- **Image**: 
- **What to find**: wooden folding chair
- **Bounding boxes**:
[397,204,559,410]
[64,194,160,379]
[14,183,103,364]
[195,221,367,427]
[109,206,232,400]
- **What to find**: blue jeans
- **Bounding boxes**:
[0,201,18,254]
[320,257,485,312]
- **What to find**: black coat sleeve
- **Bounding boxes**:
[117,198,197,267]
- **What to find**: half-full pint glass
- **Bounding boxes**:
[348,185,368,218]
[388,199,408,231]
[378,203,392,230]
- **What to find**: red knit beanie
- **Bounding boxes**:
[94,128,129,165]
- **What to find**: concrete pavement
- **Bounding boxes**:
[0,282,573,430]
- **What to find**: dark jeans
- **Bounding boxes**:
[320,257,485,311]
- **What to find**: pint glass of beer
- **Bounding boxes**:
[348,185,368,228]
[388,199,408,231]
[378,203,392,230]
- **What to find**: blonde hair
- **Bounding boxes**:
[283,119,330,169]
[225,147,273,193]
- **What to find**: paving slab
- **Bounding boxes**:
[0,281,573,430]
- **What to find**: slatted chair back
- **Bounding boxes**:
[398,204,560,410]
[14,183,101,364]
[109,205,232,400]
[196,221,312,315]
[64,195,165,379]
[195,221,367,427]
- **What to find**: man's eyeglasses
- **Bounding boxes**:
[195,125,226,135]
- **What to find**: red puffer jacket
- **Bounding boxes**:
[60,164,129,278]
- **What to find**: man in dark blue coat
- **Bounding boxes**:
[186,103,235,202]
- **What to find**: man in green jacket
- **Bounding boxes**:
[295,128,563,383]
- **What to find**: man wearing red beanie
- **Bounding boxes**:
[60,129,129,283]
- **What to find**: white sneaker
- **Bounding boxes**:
# # #
Work to be completed: Rewrite all the rows above as a JSON list of strings, one string per line, leaving out blank lines.

Solution for this exercise:
[
  "- **Image**: ",
  "- **What to find**: wooden folding chair",
  "- **Bounding boxes**:",
  "[397,204,559,410]",
  "[64,194,160,379]",
  "[14,183,103,364]",
  "[195,221,367,427]",
  "[109,206,232,400]",
  "- **What to find**: blue jeans",
  "- **Bounding boxes**:",
  "[0,201,18,254]",
  "[320,257,485,312]",
  "- **What to find**: black coat sleeve",
  "- **Bounding boxes**:",
  "[117,198,197,267]",
  "- **What to find**: half-full pint glass",
  "- **Bounding boxes**:",
  "[348,185,368,218]",
  "[388,199,408,231]",
  "[378,203,392,230]",
  "- **What to find**: red knit beanie",
  "- **Bounding boxes**:",
  "[94,128,129,165]",
  "- **What to find**: concrete pavement",
  "- **Bounding boxes**:",
  "[0,282,573,430]",
  "- **What to find**: dark jeans",
  "- **Bounding boxes**:",
  "[320,257,485,311]",
  "- **What to find**: pint glass of beer",
  "- **Bounding boxes**:",
  "[348,185,368,228]",
  "[388,199,408,231]",
  "[378,203,392,230]",
  "- **What to find**: blonde hair",
  "- **Bounding boxes**:",
  "[283,119,330,169]",
  "[225,147,273,193]",
  "- **What to find**: paving slab",
  "- **Bounding boxes**:",
  "[0,281,573,430]",
  "- **What to find**: slatted chair back",
  "- **Bounding boxes**:",
  "[398,204,560,410]",
  "[14,183,101,364]",
  "[109,205,232,400]",
  "[196,221,312,315]",
  "[64,195,165,379]",
  "[195,221,367,427]",
  "- **What to find**: man's eyeglasses",
  "- **Bounding boxes**:",
  "[195,125,226,135]",
  "- **What to find**: red puffer jacket",
  "- **Bounding boxes**:",
  "[60,164,129,278]",
  "- **What to find**: man in dark blue coat",
  "- **Bounding boxes**:",
  "[186,103,235,202]",
  "- **What to find**: man in green jacket",
  "- **Bounding boxes**:",
  "[295,128,563,383]",
  "- **What to find**: man wearing red beanie",
  "- **Bounding boxes**:",
  "[60,129,129,283]",
  "- **What to find**: white sneaker",
  "- **Bounding boxes**:"
]